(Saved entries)
● ● ● ● ●

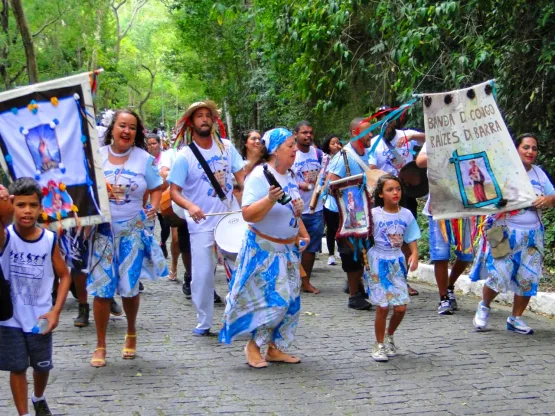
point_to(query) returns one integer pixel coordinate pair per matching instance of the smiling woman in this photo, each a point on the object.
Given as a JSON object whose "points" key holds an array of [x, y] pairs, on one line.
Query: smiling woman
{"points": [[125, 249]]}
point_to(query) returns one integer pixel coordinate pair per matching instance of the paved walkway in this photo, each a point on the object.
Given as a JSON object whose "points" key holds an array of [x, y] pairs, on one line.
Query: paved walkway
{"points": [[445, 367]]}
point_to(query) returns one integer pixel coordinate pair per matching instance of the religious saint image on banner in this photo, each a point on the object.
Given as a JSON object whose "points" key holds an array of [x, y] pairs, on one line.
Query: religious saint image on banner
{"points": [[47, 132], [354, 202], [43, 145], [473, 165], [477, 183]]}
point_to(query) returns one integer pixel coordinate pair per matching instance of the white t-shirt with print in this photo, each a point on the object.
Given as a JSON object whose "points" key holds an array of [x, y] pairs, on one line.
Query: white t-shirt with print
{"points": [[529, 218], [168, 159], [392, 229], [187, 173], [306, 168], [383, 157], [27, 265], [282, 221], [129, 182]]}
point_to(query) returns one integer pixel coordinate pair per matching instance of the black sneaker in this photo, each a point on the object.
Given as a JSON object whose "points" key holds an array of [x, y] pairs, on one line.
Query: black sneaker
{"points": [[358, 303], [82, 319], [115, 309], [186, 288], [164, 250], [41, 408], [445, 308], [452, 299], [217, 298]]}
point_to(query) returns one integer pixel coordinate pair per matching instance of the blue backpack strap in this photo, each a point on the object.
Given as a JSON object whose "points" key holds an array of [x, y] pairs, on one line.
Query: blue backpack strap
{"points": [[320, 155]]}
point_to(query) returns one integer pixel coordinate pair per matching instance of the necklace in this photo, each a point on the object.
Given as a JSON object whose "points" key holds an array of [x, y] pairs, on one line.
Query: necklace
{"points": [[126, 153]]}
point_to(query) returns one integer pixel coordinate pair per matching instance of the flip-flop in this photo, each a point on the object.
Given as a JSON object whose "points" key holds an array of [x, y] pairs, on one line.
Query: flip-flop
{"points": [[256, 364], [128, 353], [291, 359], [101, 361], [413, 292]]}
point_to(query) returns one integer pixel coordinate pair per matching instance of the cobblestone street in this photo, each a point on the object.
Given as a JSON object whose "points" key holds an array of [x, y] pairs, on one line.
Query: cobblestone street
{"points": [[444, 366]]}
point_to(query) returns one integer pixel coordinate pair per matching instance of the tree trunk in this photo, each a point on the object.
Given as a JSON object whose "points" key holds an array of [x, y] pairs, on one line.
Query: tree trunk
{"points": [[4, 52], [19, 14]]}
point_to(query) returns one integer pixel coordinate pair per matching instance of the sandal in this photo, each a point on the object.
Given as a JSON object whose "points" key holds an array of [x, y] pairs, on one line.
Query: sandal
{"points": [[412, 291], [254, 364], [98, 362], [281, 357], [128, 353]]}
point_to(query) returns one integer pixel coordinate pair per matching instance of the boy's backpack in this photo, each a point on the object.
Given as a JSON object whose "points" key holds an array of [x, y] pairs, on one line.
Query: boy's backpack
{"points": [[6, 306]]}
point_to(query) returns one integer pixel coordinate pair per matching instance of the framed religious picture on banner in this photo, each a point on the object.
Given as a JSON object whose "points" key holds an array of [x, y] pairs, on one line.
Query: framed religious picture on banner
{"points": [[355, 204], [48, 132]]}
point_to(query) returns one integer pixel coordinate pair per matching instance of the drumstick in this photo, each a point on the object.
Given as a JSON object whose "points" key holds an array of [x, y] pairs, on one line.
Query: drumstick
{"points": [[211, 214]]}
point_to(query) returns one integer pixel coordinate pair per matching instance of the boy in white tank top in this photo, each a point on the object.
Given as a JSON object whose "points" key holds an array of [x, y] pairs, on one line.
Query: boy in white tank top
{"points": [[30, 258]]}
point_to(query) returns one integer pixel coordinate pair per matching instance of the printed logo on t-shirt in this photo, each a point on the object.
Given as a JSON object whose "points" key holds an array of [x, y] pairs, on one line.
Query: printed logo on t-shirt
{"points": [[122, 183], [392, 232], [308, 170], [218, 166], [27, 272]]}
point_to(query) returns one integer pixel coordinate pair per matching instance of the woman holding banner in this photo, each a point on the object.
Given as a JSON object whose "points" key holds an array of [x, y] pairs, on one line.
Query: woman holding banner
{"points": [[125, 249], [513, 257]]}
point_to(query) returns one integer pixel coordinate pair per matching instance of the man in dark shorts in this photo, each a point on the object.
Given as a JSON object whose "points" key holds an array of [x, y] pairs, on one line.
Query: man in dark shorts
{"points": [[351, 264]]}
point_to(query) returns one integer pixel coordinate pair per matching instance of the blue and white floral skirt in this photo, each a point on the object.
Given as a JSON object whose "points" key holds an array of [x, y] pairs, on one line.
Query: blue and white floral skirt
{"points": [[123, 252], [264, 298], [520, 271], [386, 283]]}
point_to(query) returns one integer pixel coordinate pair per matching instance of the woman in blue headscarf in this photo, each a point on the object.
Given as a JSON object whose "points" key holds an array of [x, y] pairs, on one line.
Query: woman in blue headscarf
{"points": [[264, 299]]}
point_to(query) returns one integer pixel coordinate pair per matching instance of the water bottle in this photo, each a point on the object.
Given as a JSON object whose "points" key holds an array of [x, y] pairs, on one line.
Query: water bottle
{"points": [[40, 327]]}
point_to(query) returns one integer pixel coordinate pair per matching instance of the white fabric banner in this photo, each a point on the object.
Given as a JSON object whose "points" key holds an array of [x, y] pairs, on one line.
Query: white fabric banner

● ● ● ● ●

TASK: Count each line above where the string "fabric" occurs. Give the number only.

WORKED SOLUTION: 2